--- Task statement ---
From the entries below, pick out and copy every line that contains the word "bird".

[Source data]
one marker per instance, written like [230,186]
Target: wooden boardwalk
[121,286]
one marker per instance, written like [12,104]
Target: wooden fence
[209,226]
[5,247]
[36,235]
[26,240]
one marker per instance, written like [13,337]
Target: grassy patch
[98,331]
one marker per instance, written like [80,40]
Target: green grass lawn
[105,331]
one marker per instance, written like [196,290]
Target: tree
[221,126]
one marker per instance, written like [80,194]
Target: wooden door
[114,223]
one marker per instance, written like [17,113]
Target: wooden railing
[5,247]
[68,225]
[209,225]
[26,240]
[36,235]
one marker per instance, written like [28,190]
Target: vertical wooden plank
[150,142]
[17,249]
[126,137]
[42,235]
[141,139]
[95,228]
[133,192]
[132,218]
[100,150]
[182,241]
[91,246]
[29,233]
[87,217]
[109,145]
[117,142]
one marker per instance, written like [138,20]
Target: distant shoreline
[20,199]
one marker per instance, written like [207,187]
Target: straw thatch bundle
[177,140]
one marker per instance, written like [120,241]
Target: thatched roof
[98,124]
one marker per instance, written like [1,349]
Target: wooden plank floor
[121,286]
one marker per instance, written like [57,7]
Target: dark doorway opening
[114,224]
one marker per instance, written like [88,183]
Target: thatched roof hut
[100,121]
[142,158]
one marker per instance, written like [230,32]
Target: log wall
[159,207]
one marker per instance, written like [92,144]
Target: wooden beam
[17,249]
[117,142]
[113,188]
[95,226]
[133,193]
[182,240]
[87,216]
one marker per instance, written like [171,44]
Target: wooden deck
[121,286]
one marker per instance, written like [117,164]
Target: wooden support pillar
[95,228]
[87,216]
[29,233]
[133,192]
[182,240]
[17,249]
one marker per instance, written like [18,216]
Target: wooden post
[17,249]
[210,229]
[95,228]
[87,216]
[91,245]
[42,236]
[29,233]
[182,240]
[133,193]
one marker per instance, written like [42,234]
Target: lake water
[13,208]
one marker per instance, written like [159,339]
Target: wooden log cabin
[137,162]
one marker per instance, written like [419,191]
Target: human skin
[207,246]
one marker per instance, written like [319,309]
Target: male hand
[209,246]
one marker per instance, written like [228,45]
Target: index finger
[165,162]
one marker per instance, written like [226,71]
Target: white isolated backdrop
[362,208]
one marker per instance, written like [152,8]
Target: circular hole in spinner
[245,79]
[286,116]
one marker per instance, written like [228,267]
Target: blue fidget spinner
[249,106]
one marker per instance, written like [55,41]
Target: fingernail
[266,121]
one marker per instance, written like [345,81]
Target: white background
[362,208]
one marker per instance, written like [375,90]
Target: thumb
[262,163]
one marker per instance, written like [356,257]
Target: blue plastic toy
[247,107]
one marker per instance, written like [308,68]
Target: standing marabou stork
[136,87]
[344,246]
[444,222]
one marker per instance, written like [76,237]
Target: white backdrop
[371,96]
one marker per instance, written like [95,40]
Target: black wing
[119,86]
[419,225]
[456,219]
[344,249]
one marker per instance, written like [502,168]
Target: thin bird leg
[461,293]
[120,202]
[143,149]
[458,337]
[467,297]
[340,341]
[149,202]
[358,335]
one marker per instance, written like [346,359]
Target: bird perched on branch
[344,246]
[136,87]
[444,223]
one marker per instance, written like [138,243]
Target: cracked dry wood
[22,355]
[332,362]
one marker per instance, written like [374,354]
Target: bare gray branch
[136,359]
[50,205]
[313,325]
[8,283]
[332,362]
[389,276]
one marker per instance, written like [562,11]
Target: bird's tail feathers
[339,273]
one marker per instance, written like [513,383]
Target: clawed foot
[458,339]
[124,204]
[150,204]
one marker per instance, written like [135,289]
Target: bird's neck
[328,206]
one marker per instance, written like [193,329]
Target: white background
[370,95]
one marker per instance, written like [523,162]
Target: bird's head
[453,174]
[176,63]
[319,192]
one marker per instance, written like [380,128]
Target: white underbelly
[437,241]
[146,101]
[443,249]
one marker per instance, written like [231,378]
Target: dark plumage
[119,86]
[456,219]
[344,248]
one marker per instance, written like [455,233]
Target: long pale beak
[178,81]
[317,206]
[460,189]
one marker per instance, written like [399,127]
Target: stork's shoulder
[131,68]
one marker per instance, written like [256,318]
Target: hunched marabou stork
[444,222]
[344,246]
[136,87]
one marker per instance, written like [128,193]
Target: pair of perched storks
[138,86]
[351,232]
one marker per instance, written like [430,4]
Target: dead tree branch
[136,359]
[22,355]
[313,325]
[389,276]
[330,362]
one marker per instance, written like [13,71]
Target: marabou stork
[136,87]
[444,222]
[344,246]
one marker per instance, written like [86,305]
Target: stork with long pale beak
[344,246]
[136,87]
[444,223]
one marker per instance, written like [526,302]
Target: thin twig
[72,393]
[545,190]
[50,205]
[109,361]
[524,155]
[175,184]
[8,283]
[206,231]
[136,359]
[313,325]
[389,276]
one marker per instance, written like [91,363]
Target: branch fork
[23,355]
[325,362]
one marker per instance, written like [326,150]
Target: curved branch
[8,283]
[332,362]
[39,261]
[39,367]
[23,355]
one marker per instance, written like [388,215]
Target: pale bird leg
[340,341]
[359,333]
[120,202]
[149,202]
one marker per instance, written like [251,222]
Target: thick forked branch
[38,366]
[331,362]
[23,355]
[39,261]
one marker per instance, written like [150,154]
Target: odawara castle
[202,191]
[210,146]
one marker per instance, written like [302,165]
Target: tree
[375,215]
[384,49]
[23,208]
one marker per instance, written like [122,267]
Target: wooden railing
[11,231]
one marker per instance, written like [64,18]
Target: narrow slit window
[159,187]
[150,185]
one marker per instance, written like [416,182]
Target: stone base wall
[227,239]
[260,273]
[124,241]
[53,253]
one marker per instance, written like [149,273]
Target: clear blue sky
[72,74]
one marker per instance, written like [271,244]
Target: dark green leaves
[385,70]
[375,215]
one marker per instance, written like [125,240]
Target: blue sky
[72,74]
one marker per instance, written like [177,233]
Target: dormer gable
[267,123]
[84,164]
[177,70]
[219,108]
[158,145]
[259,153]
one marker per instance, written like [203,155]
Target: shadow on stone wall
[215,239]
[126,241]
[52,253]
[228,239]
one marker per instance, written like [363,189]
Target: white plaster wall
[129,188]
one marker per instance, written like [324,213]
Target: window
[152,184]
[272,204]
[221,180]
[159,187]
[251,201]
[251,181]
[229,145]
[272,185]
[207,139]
...
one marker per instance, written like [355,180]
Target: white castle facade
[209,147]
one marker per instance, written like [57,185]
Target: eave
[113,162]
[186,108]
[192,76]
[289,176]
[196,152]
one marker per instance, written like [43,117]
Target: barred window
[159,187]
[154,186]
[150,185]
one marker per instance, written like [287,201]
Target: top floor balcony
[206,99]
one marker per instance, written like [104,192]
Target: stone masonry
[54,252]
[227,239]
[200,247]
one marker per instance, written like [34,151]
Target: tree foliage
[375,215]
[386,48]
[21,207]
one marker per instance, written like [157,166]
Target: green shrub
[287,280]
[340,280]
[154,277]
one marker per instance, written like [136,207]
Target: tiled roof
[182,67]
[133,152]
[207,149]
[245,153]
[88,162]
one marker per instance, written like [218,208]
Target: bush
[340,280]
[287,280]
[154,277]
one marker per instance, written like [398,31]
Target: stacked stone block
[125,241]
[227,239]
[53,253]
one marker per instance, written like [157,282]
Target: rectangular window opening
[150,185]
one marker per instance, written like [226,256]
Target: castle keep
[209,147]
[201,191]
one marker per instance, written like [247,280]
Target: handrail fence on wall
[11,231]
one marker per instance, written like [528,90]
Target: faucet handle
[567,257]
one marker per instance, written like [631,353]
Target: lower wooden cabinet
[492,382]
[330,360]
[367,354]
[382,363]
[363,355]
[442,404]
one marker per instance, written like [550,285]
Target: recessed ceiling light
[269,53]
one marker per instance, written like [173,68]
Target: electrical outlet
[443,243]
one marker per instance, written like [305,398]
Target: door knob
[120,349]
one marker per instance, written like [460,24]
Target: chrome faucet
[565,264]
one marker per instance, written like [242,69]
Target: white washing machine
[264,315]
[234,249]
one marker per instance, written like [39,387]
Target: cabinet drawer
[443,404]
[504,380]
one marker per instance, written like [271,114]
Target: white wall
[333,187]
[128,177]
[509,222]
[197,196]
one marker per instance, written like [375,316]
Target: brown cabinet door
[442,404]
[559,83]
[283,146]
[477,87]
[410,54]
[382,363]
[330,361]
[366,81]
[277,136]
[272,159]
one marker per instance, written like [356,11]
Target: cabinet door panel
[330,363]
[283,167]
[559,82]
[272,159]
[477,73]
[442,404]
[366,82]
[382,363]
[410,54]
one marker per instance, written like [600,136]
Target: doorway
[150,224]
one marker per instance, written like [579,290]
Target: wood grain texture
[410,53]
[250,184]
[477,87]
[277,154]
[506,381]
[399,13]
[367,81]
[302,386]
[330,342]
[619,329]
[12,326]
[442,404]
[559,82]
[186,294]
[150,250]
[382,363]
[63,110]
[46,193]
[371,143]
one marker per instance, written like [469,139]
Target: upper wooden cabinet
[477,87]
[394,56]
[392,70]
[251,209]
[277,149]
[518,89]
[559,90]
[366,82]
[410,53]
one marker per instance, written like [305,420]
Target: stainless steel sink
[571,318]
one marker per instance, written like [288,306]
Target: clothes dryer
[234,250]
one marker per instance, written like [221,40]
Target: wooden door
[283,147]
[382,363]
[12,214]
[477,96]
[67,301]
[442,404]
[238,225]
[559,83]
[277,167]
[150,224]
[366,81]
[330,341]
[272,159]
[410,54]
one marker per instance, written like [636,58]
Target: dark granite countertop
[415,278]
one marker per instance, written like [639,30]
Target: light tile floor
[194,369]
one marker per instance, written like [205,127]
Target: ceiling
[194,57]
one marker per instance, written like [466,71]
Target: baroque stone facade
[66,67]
...
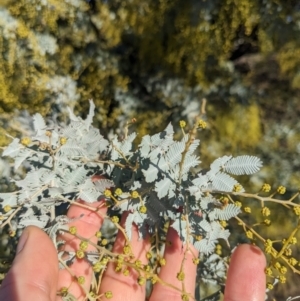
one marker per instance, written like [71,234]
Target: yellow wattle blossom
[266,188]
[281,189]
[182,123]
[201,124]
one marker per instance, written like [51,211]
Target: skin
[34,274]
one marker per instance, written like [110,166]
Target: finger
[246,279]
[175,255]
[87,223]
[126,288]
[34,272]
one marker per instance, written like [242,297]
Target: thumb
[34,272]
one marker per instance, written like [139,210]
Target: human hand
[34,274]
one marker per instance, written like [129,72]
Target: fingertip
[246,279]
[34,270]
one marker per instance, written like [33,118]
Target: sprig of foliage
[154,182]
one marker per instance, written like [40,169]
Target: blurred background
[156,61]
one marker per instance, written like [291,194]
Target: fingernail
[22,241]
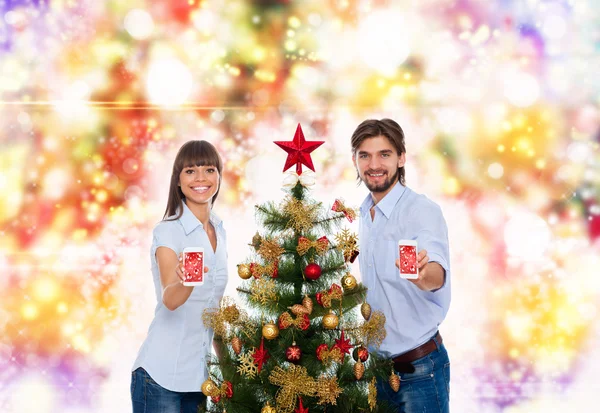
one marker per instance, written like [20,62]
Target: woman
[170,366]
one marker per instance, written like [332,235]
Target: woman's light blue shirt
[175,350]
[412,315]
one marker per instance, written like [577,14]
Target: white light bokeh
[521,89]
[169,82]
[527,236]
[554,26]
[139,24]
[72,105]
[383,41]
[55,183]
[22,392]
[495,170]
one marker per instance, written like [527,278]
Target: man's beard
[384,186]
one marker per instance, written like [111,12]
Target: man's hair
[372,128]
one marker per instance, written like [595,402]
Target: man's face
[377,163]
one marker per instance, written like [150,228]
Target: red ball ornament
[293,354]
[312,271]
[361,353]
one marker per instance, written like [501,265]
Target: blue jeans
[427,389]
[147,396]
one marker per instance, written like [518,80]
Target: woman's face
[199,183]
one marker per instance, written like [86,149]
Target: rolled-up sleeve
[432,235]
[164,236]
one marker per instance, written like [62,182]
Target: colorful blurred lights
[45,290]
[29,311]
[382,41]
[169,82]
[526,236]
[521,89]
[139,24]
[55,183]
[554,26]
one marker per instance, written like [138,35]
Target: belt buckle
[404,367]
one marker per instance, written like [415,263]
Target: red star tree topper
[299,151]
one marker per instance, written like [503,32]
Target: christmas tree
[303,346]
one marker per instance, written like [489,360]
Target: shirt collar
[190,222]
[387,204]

--- Full output ---
Target: thin bird leg
Target: bird perched on branch
Target: bird's tail feathers
Target: bird's neck
Target: bird's head
Target: pale bird leg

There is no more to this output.